====== ROWS

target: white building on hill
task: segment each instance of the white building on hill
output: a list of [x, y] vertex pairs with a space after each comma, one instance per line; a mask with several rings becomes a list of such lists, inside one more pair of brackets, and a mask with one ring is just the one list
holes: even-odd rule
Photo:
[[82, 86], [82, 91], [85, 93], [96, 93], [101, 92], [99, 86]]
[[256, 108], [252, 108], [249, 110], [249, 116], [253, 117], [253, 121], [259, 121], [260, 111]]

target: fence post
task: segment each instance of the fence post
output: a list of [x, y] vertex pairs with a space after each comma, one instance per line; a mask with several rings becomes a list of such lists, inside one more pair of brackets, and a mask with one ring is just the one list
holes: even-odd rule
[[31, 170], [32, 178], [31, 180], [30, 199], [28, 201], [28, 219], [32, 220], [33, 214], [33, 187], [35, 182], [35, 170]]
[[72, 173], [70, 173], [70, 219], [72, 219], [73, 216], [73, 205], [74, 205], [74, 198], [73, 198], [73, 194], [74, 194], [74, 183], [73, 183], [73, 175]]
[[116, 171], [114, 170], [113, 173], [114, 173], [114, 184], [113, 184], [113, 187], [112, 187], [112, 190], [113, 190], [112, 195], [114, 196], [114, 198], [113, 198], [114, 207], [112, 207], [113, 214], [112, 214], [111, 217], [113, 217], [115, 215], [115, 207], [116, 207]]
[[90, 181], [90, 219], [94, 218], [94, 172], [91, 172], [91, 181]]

============

* THE PROBLEM: Rewrite all of the material above as a numbered list, one line per item, and leave out the blank lines.

* EXERCISE OUTPUT:
1. target: white building on hill
2. task: segment each instance of the white building on hill
3. output: a list of [x, y] vertex pairs with a space after each comma, one instance per line; a mask with several rings becomes a list of such lists, inside one more pair of brackets, and a mask with one ring is just the one list
4. holes: even-odd rule
5. Photo:
6. [[82, 86], [82, 91], [85, 93], [96, 93], [101, 92], [99, 86]]
7. [[256, 108], [252, 108], [249, 110], [249, 116], [253, 117], [253, 121], [259, 121], [260, 111]]
8. target: fence post
9. task: segment each instance of the fence post
10. output: a list of [x, y] vertex pairs with a space after each comma, one instance per line; a mask with several rings becomes a list of such lists, inside one more pair of brackets, and a mask with one ring is just the one list
11. holes: even-odd rule
12. [[31, 170], [32, 178], [31, 180], [30, 199], [28, 201], [28, 219], [32, 220], [33, 214], [33, 187], [35, 182], [35, 170]]
13. [[72, 173], [70, 173], [70, 219], [72, 219], [73, 216], [73, 205], [74, 205], [74, 198], [73, 198], [73, 194], [74, 194], [74, 183], [73, 183], [73, 175]]
14. [[116, 171], [114, 170], [113, 173], [114, 173], [114, 184], [113, 184], [113, 187], [112, 187], [112, 190], [113, 190], [112, 195], [114, 196], [114, 198], [113, 198], [114, 207], [112, 207], [113, 214], [112, 214], [111, 217], [113, 217], [115, 215], [115, 207], [116, 207]]
15. [[90, 181], [90, 219], [94, 218], [94, 172], [91, 172], [91, 181]]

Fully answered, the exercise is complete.